Work instruction
Reproduce every record below exactly as it appears.

Provided entries

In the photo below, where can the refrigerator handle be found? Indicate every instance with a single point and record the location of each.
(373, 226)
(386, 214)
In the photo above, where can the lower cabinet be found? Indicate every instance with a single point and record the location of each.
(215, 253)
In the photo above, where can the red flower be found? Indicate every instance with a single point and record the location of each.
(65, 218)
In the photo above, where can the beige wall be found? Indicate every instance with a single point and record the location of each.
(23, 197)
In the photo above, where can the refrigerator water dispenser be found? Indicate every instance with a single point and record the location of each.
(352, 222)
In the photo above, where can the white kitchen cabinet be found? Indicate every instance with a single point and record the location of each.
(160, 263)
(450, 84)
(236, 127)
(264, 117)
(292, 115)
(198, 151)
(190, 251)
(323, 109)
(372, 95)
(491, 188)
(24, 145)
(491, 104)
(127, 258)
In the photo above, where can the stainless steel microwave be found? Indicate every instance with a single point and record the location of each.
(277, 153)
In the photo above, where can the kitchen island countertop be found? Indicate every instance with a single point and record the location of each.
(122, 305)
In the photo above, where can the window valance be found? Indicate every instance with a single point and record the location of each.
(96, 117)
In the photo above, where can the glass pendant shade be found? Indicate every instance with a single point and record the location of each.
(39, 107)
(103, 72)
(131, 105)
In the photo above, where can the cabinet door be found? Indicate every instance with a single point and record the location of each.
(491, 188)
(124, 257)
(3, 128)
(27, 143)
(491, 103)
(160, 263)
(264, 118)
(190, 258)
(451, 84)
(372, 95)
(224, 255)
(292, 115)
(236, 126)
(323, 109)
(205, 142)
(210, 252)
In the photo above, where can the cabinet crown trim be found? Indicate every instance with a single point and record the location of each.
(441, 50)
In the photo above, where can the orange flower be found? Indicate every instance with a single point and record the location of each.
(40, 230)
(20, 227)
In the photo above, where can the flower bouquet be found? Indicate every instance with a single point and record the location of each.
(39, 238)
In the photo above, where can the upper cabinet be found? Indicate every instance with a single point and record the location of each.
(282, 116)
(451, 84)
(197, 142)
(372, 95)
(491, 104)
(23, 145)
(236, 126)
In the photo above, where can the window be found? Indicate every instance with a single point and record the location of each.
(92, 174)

Your solution
In the photo below, where can the refrigerator handle be found? Indicate every instance with a single point and record the location of each.
(373, 226)
(386, 214)
In the photo above, where can the lower cabinet be found? Indicate every instance with a single point and record the location of each.
(215, 253)
In the photo above, where can the red flower be found? Indicate every instance with a single point and record the location of each.
(65, 218)
In the photo above, where can the beige wall be found? Indicate every instance with a single point and record the location of each.
(23, 197)
In the photo above, where can the refrigerator water dispenser be found? Indicate every instance with a single point and record the location of each.
(352, 222)
In the photo above, where can the white kitchen cabinet be found? Indicate every instance with a single point and record the location of each.
(160, 263)
(450, 84)
(236, 127)
(264, 117)
(292, 115)
(198, 151)
(190, 251)
(323, 109)
(372, 95)
(491, 188)
(24, 145)
(491, 104)
(127, 258)
In the photo above, where can the stainless steel microwave be found? Indicate every instance with a single point and record the location of each.
(277, 153)
In the photo above, where can the kitchen island countertop be found? Indicate every instance with a single point and record the location of each.
(122, 305)
In the photo above, where can the window valance be found? Indicate every instance with a single point and record the location of each.
(96, 117)
In the photo above, where can the glass pendant shade be found? Indicate every instance with a single point and record the location of each.
(39, 107)
(103, 72)
(131, 105)
In the photo above, where can the cabinet door be found? Indicate every instance with a single point and record the location of each.
(491, 188)
(124, 257)
(3, 128)
(27, 143)
(491, 103)
(160, 263)
(264, 118)
(190, 258)
(451, 84)
(372, 95)
(224, 255)
(292, 115)
(236, 126)
(323, 109)
(205, 142)
(210, 252)
In the photo above, where can the cabinet crown trim be found? Indicate every instance with a single point and record the location of each.
(441, 50)
In the photo above, where can the orange flower be found? Indicate every instance with a single point and record the location of each.
(40, 230)
(20, 227)
In the photo above, where can the flower bouquet be found? Indicate every instance with a single point and record the location of each.
(39, 238)
In the photo above, where can the upper cabinet be found? Indicate every instance with a single point and record the location of each.
(282, 116)
(451, 84)
(197, 142)
(372, 95)
(491, 104)
(23, 145)
(236, 126)
In the photo above, where can the window be found? Indicate every instance with a single point and record the location of each.
(92, 174)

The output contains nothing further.